EXTRACT PROVIDED
************

If you listen to the speeches of politicians across the country and the state of New York, you hear people taking credit for lowering the crime rate all of the time. So if there are fewer people committing crimes, why are people still depending so much on keeping prisons open? Especially when those prisons just treat men and women and even children (in juvenile facilities) as if they were animals who deserved to be locked up in cages even when they are first-time offenders involved in non-violent incidents that have very little, if any, threat to public safety.

No coincidence

Is it a coincidence that New Yorkers in prison are mostly black and brown? Probably not. The criminal justice system, like other systems like health care and education in America, doesn’t provide the same opportunities and alternatives for all races and all ethnic groups.

Because of slavery, American society grew off the tobacco and cotton crops grown off the blood and sweat of Africans. Today, upstate New York survives off the same from their African-American and Latino descendants.

People that represent staff at both adult and youth correctional facilities talk about the roles these businesses play in their communities on television and radio, as well as Gazette newspaper articles. They talk about how inmates help out on maintenance crews in communities. They talk about how many jobs will be lost if prisons are closed. But they don’t talk about how much it costs to keep people locked up — a lot! Or how much cheaper it is to support people with things they need to make better life choices — like education, job training and counseling. When you read about Tryon closing, the focus is on staff losing jobs more than experiences of boys my age being far away from home.

************

Translate this sentence from the excerpt on New York prisons into Spanish: "They talk about how many jobs will be lost if prisons are closed."

************

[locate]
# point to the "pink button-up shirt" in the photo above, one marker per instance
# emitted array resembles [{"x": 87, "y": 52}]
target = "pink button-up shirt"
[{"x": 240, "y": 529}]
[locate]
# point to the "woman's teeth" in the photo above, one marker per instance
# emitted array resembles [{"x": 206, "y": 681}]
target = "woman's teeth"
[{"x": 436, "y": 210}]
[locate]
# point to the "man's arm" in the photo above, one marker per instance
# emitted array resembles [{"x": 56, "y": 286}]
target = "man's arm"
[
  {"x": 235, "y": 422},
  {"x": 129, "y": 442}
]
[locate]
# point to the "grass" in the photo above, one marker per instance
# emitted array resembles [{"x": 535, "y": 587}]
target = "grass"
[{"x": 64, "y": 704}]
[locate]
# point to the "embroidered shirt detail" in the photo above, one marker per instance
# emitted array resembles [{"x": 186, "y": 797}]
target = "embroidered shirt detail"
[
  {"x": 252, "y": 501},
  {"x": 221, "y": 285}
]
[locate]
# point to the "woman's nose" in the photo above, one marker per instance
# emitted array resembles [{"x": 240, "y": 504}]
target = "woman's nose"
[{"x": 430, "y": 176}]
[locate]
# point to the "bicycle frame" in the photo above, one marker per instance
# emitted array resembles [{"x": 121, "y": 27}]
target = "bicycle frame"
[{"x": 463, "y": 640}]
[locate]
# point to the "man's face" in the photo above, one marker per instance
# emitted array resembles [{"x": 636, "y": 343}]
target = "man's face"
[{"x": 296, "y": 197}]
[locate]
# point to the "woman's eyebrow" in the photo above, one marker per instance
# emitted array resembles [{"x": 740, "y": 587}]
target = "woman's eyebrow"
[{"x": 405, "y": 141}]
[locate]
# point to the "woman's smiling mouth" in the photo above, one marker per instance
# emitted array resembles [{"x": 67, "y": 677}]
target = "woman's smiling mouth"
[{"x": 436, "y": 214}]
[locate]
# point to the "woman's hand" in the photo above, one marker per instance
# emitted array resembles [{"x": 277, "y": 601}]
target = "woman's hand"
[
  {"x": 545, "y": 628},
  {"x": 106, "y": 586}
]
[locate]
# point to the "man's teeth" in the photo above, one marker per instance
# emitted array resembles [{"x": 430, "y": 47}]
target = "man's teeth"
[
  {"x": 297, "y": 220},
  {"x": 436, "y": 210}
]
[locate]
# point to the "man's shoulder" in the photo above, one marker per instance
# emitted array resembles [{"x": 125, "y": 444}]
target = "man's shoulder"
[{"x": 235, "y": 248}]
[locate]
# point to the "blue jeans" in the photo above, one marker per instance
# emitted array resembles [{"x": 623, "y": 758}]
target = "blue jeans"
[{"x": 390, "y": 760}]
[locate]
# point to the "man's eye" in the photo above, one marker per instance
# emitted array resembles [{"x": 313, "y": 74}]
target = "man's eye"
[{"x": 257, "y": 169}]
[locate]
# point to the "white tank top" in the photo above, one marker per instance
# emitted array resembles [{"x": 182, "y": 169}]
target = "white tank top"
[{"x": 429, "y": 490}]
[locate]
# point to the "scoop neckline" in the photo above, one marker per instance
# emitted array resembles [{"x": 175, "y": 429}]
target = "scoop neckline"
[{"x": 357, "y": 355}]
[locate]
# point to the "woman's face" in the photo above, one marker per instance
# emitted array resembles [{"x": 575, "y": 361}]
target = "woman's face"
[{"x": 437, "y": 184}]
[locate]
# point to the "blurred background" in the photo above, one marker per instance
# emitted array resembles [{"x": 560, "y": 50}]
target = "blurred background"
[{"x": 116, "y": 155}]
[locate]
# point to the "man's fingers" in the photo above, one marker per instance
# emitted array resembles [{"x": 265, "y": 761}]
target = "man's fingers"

************

THE COMPLETED TASK
Hablan de cuántos empleos se perderán si se cierran las cárceles.